=== Written instruction ===
Please count the lines in the entries below that contain the string "front", with case mattering, and reply with only that number.

Stored data
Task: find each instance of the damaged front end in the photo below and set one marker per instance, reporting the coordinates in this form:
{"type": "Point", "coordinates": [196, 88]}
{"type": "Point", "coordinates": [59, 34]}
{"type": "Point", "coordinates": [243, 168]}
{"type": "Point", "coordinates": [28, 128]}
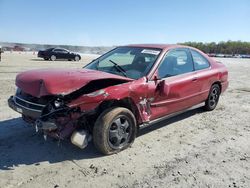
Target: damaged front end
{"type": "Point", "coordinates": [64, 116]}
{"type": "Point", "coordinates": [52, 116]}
==
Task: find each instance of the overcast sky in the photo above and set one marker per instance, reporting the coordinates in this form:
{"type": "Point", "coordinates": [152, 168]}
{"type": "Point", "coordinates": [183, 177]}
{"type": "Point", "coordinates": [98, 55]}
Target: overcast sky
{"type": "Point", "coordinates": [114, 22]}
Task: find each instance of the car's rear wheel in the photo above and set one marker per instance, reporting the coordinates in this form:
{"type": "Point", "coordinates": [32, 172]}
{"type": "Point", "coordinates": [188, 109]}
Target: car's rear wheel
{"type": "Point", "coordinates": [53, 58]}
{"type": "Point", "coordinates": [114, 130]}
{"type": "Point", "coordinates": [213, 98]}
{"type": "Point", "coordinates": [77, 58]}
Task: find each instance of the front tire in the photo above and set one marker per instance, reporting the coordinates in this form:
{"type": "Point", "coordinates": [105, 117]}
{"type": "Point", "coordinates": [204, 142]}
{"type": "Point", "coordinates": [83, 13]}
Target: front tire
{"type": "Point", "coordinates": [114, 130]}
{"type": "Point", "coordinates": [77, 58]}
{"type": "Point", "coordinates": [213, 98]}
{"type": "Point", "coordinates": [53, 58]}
---
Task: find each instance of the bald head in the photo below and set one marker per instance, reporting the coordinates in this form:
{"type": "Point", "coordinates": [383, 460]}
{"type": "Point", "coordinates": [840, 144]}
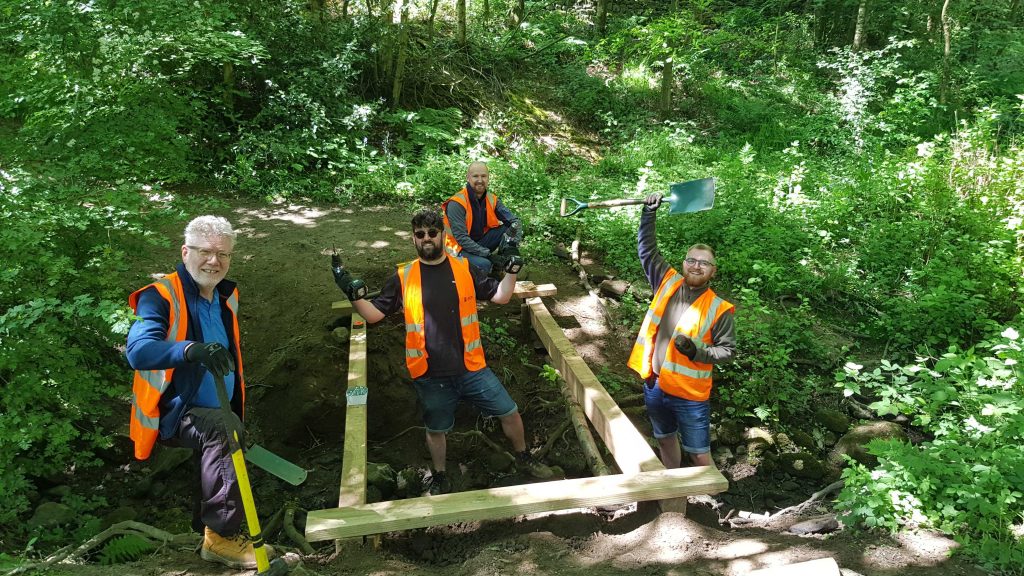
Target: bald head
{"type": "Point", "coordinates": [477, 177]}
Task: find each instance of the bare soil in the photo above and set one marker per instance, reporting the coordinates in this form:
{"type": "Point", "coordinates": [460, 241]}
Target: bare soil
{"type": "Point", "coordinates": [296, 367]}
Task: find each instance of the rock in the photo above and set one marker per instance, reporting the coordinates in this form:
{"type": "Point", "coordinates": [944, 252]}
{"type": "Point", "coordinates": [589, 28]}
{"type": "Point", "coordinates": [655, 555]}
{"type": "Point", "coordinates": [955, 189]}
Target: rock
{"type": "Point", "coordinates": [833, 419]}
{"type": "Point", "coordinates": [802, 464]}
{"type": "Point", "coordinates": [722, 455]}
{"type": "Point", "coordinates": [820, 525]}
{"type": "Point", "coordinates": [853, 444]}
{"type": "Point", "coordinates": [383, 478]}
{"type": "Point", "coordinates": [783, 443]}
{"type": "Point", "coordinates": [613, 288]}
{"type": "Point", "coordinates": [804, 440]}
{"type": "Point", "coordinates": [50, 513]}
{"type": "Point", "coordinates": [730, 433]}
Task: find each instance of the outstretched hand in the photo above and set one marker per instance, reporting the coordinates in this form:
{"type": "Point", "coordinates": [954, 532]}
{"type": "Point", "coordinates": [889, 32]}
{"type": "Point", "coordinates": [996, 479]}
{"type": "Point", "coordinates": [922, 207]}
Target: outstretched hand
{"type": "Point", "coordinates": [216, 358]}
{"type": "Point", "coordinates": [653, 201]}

=== Finished answer ===
4